▶ _WHAT THE EXERCISE ASKS_: Rewrite the records below with "single marker" in place of every "single point", leaving everything else unchanged.

★ ★ ★ ★ ★

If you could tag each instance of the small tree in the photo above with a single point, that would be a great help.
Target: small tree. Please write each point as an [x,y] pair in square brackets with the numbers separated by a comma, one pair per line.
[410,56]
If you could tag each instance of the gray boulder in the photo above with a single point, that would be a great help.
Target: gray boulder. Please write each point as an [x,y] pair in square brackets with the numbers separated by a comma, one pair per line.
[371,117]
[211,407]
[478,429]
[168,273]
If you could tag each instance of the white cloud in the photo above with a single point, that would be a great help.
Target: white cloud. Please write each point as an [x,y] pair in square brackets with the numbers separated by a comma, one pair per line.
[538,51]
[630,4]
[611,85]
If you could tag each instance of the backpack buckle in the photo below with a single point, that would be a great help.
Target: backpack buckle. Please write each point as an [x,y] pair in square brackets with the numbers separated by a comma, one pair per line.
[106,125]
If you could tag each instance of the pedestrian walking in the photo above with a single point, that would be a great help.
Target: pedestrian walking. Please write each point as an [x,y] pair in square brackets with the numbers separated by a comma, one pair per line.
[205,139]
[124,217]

★ ★ ★ ★ ★

▶ _PROBLEM SOLUTION_:
If you could tag each instance of the small tree in the photo above with a single marker, that would be a great help.
Target: small tree. Please write each point as an [x,y] pair in square brackets with the numbers separated by a comma, one pair per line.
[410,56]
If you could tag each instance of the gray boulder in the photo above with a single marker, that would be a great help.
Target: gray boulder. Please write each point as an [x,y] pair in square brackets with the numbers separated by a comma, one pair per line.
[371,117]
[211,407]
[478,429]
[168,273]
If you could tag each instance of the white cloud in the photo above with a single marker, that would be a great help.
Target: white cloud. Please write each point as an [x,y] pair in square brackets with the numbers separated by a comma, one pair per line.
[538,51]
[630,4]
[611,85]
If you could tag each instance of the backpack buckle in the photo below with a single marker, that would be a great help.
Target: backpack buckle. Please write each point as an [x,y] pair in square brackets with the numbers separated by a comma, one pair per line.
[106,125]
If you could tag each instance of the pedestrian walking in the photo above with a single marker, that would be a great help.
Target: pedestrian walking. Please write each point as an [x,y] pair in square brackets with the numbers separated by a comma, one pair per line.
[205,139]
[124,217]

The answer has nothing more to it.